Peppino, then 15, became a political activist and started protesting against the mafia. He broke up with his father, got involved in Left-wing political activism along with a group of young boys. When she learnt that he had written an article about the mafia in the mouthpiece of the Left group, she went around town collecting copies and destroying them. (Giovanni, her younger son, who received the award on behalf of his mother, told the audience, “You cannot imagine what Sicily was like in the 1960s.”)

When his activism became more intense, she did not have the courage to go and listen to his speeches, but would get a glimpse of what he said from his friends and asked them to convince him not to talk about the mafia. When her husband was killed in a bizarre accident, Felicia knew that her son’s days were numbered. On May 9, 1978, her worst fears came true when the battered body of her son was found. When her only surviving son, Giovanni, started unearthing the murder mystery and demanding justice, Felicia took over. “Since I am old they cannot do to me what they can do to you,” she reasoned with him. The trial, which went on for several years with the inquiry being closed and reopened several times, finally concluded after 22 years. During the trial, Felicia had pointed with a firm voice at the person who had masterminded her son’s murder and his henchman who had carried it out. It was not revenge she was seeking but justice. She always told the young people who came to visit her after a movie on Peppino was made, “Keep standing with a straight spine”.

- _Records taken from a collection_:
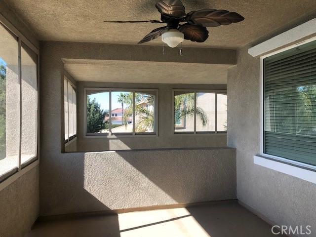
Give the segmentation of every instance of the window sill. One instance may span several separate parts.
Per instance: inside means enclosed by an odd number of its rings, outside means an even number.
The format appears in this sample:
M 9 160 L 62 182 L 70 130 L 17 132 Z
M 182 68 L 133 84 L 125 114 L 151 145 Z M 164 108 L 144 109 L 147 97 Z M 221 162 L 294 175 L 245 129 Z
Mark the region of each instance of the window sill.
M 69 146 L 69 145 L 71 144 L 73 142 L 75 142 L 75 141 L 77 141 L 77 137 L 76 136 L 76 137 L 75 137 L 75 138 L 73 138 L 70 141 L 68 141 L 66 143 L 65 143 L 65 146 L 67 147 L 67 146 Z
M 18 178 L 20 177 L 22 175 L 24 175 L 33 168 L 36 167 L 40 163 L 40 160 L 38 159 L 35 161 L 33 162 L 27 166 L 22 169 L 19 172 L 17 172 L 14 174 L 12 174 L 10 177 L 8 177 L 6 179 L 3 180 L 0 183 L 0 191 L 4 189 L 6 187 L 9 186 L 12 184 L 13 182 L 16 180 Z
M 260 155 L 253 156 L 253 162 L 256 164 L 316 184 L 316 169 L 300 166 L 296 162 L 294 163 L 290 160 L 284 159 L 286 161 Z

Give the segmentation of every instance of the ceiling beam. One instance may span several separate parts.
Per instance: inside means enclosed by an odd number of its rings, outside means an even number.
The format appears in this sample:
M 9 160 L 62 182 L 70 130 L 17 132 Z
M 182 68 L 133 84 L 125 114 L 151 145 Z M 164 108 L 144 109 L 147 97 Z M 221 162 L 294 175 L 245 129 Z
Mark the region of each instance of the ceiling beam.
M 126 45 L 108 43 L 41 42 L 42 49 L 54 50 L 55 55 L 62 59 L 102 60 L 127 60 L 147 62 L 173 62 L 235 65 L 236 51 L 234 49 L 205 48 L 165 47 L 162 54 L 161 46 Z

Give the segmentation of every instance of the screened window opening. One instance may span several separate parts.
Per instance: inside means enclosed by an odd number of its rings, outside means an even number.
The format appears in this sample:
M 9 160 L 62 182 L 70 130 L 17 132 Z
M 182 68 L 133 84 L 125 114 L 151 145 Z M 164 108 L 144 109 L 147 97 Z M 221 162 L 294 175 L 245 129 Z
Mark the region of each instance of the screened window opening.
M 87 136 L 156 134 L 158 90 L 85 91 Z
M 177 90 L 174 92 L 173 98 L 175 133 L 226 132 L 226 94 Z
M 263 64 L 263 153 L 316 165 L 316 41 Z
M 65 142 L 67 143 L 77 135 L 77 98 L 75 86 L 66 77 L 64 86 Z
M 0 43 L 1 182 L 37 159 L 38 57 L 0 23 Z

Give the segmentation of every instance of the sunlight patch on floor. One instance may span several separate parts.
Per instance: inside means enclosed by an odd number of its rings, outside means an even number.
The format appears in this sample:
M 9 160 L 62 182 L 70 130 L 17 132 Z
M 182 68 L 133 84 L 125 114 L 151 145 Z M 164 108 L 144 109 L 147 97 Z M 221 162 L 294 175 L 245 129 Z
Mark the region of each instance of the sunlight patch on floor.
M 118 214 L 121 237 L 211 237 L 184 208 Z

--

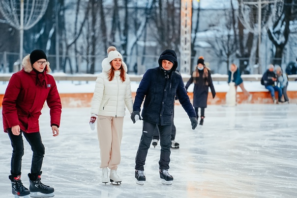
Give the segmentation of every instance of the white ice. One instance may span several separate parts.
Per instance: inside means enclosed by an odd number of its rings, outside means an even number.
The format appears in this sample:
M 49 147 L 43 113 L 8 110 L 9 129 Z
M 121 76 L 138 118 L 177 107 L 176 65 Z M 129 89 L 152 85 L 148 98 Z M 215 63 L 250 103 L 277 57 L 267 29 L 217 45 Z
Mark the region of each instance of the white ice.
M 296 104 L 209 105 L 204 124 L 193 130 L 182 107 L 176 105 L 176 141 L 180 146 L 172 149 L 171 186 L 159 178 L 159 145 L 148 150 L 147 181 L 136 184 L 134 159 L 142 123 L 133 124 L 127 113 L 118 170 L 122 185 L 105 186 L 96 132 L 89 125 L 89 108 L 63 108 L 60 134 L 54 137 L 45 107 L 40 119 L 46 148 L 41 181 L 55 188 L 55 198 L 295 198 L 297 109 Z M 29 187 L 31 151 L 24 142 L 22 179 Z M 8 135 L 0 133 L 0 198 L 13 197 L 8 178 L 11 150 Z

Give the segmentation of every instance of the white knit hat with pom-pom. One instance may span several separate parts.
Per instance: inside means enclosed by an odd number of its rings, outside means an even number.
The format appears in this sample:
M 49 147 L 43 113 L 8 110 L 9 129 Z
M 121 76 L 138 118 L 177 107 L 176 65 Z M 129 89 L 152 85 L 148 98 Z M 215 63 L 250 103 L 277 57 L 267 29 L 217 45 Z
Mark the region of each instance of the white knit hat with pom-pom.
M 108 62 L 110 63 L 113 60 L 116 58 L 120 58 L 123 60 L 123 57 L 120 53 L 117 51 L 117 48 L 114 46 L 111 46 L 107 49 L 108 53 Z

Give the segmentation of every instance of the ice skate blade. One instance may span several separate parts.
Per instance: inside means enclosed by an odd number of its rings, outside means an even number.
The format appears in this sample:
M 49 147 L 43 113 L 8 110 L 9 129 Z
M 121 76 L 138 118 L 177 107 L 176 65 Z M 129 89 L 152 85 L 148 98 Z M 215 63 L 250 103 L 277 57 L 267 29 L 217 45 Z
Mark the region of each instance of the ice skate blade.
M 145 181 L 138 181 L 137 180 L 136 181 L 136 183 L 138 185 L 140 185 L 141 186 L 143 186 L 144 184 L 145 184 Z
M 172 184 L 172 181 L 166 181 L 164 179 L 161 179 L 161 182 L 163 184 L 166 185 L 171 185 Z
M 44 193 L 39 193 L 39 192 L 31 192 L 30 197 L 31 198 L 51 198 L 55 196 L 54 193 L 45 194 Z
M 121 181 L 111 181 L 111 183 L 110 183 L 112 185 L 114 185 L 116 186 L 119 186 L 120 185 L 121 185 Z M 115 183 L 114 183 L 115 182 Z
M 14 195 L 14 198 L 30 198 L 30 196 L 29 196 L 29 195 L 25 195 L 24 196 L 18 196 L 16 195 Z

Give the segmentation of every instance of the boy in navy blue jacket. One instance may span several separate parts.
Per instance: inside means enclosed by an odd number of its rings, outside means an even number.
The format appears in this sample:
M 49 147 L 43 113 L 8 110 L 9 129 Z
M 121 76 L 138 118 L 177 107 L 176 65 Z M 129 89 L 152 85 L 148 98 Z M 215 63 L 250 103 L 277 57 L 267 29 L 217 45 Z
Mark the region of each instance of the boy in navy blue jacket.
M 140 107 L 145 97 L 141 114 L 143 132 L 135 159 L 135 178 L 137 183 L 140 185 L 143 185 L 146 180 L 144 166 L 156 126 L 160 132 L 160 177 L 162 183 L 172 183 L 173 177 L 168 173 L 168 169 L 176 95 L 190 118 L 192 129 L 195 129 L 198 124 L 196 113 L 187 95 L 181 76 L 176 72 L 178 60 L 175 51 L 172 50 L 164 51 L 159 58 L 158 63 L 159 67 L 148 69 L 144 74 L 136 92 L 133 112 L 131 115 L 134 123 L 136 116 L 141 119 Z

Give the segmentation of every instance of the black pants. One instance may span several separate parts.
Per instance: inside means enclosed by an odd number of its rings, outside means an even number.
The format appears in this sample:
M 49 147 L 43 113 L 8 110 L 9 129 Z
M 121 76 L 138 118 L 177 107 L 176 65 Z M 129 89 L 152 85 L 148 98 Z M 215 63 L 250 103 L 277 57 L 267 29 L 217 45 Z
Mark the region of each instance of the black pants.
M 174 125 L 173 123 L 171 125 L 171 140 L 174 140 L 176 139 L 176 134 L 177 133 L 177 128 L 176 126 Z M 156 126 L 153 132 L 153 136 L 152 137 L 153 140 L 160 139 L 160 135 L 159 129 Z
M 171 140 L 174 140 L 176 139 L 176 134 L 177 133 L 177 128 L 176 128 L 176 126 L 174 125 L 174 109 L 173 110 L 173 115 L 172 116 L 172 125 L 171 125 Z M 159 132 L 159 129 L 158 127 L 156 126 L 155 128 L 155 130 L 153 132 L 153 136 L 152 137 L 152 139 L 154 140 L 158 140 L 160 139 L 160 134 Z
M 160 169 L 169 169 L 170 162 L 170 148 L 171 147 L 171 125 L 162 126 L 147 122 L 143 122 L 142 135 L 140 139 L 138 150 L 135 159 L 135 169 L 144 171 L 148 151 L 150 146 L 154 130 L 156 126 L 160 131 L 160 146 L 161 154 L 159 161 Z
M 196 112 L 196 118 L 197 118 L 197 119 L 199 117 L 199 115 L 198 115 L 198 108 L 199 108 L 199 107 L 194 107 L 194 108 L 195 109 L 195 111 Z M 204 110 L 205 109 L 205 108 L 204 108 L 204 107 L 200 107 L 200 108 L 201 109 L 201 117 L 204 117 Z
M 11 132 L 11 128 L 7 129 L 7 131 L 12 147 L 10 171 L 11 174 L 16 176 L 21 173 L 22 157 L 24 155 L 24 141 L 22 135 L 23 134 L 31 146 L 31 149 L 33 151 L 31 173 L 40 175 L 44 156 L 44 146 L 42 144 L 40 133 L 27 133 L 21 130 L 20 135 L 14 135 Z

- _Problems and tasks_:
1. In the passage about Felicia and her son Peppino, how many years did the trial take to conclude?
2. In the passage about Felicia and her son Peppino, explain why Felicia took over when Giovanni began demanding justice for the murder.
3. Pick up the passage about Felicia and her son Peppino after its final sentence and carry it forward.
None of these records is needed for the work.

- _Answer section_:
1. The trial concluded after 22 years.

2. Felicia reasoned that because she was old, the people responsible could not do to her what they could do to Giovanni. Taking over the pursuit of justice therefore shielded her only surviving son from the danger he faced.

3.
Halima Bashir, a young doctor in Darfur, Sudan, lives in exile, in hiding. Since her life is still in danger, she could not attend the ceremony and was represented by the Sudanese community in Milan, who stood apart with their flowing printed robes and bright head scarves.

When the war broke out in 2004, Dr Bashir’s patients in the village hospital included girls who had been raped by the government’s militia. Dr Bashir spoke out to explain that the reality on ground was much more complex than what the Sudanese authorities would have the international community believe. She was threatened and sent to a remote hospital miles away from the media glare. However, when a school close to the hospital was attacked and several young girls raped, Dr Bashir, who had attended to them, was asked by the United Nations officials to testify. She did so with devastating consequences — imprisonment, gangrape and torture. On her release, Dr Bashir escaped to the United Kingdom and sought asylum as a refugee. In an interview to a newspaper, she said that she had no regrets about reporting the horrendous abuse committed by the Sudanese authorities on the children of Darfur. Her book, Tears of the Desert, was published recently.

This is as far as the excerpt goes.